# What needs to be done:
Place every line of the material below into a Markdown table with the columns Row and Entry, numbering the rows and omitting blank lines. Exclude the pictures from your answer.

[Excerpts of point annotation data]
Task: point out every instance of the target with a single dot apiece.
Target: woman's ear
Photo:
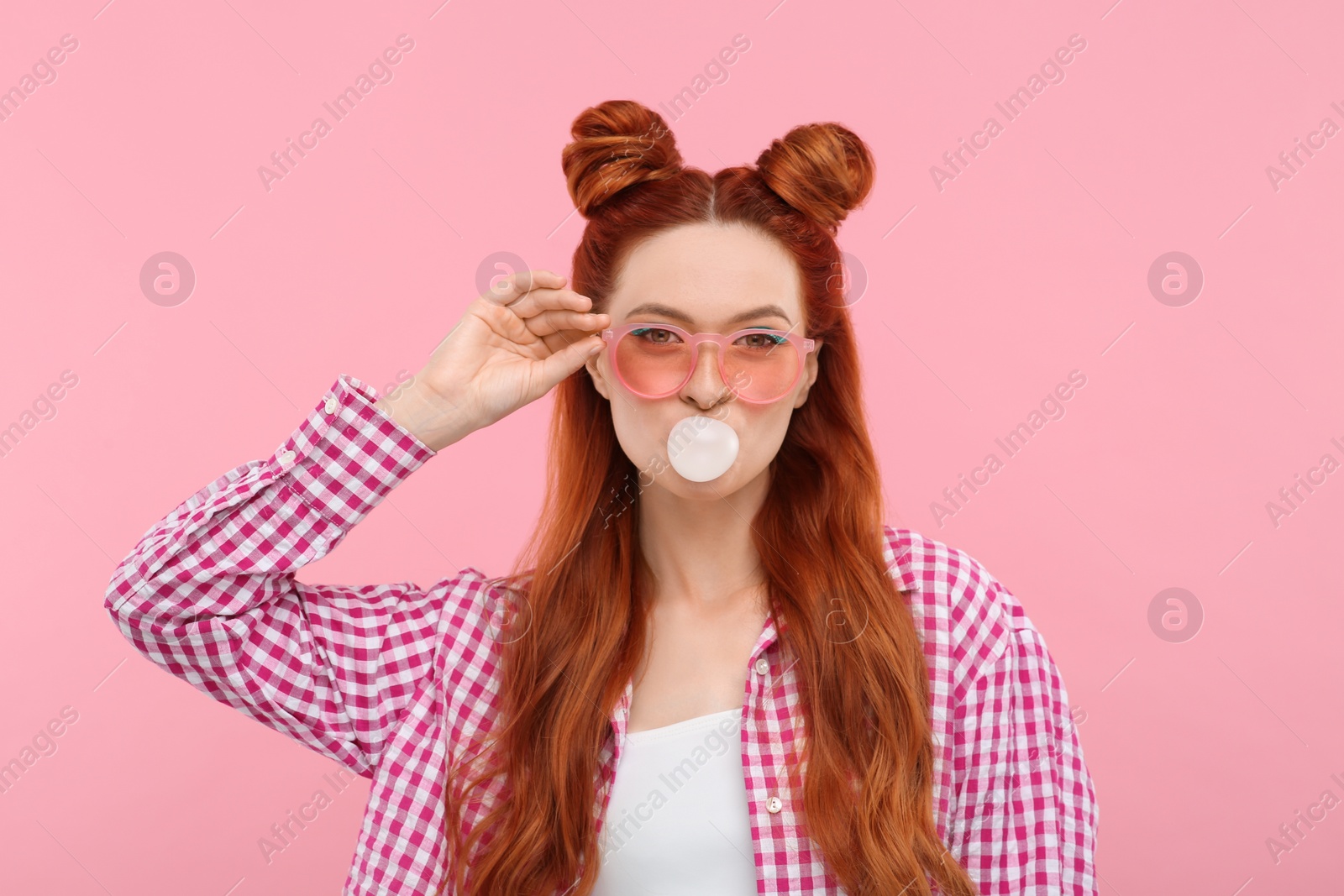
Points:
(810, 372)
(598, 379)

# Answer for the task:
| Row | Entry |
|---|---|
| 1 | Task: point out every instance of the target with a single dot apiece. |
| 2 | Target: woman's ear |
| 3 | Photo: |
| 4 | Points: |
| 5 | (810, 372) |
| 6 | (598, 379) |